→ Selected text
From Step 2(a) of the Lanczos algorithm,

$$\displaystyle\begin{array}{rcl} \gamma ^{2}& =& (\mathbf{G}'\mathbf{G}\mathbf{u}_{ 1}/\delta _{1} -\delta _{1}\mathbf{u}_{1})'(\mathbf{G}'\mathbf{G}\mathbf{u}_{1}/\delta _{1} -\delta _{1}\mathbf{u}_{1}) \\ & =& \beta ^{2}/\delta ^{2} -\delta ^{2}, {}\end{array}$$

(2.22)

and so indeed (2.21) holds. Again, we have q ₂ = −t ₂, because both q ₂ and t ₂ are normalized.

→ Data rows
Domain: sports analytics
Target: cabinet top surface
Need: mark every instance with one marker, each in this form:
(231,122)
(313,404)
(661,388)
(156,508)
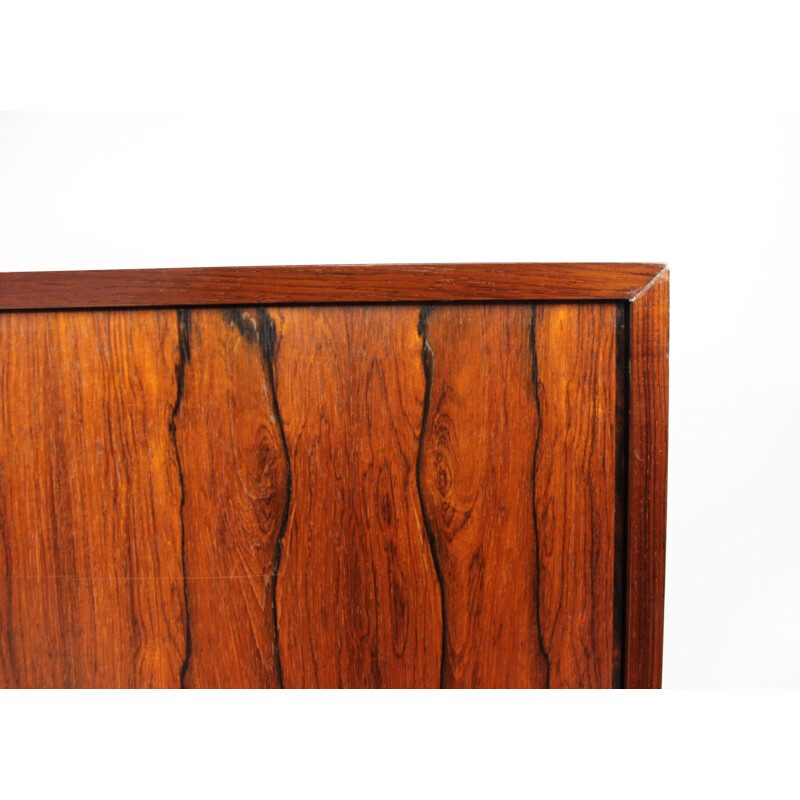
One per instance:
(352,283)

==

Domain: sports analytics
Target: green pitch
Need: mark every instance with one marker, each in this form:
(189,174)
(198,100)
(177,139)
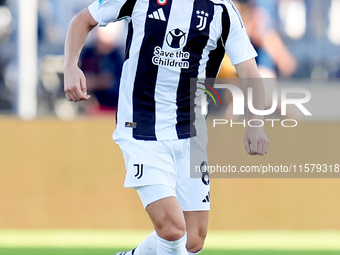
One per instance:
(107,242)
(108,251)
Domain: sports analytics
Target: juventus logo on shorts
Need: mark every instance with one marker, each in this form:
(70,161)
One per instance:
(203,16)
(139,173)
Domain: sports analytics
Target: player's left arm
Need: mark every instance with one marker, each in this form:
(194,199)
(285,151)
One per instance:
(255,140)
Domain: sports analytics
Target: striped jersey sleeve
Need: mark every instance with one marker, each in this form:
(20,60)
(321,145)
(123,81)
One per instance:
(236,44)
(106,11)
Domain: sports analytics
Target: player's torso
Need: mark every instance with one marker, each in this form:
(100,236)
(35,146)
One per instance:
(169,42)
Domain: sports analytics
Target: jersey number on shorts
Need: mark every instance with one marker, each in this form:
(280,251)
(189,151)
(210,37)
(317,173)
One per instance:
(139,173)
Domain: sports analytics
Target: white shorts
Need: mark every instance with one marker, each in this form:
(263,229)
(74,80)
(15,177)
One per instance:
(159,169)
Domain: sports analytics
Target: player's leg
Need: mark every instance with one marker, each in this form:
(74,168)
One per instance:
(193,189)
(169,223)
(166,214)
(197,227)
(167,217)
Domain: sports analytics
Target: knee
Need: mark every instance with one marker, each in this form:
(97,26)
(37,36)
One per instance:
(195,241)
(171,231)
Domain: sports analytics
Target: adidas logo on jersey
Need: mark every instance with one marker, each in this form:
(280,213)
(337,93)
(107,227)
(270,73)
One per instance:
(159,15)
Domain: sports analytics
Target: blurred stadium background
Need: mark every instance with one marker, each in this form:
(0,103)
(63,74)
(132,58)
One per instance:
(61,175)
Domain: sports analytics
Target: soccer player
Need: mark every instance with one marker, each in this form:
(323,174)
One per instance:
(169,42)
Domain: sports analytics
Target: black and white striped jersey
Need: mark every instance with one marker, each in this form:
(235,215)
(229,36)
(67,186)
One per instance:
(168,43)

---

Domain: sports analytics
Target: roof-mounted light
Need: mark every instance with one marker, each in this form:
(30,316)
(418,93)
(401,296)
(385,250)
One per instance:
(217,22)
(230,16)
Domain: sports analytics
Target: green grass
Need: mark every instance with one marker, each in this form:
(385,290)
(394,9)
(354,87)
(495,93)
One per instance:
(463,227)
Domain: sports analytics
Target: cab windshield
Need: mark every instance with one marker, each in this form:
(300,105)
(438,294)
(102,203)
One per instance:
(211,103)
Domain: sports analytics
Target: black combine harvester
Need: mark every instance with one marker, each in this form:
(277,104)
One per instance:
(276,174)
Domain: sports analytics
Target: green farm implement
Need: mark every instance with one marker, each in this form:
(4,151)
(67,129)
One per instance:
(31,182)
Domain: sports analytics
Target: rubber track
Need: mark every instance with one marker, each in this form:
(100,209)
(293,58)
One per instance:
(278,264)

→ Description of the task
Please reproduce the Lanczos algorithm passage word for word, starting at the words "From Step 2(a)" and stopping after "₂ are normalized.".

→ Reply to the task
From Step 2(a) of the Lanczos algorithm,

$$\displaystyle\begin{array}{rcl} \gamma ^{2}& =& (\mathbf{G}'\mathbf{G}\mathbf{u}_{ 1}/\delta _{1} -\delta _{1}\mathbf{u}_{1})'(\mathbf{G}'\mathbf{G}\mathbf{u}_{1}/\delta _{1} -\delta _{1}\mathbf{u}_{1}) \\ & =& \beta ^{2}/\delta ^{2} -\delta ^{2}, {}\end{array}$$

(2.22)

and so indeed (2.21) holds. Again, we have q ₂ = −t ₂, because both q ₂ and t ₂ are normalized.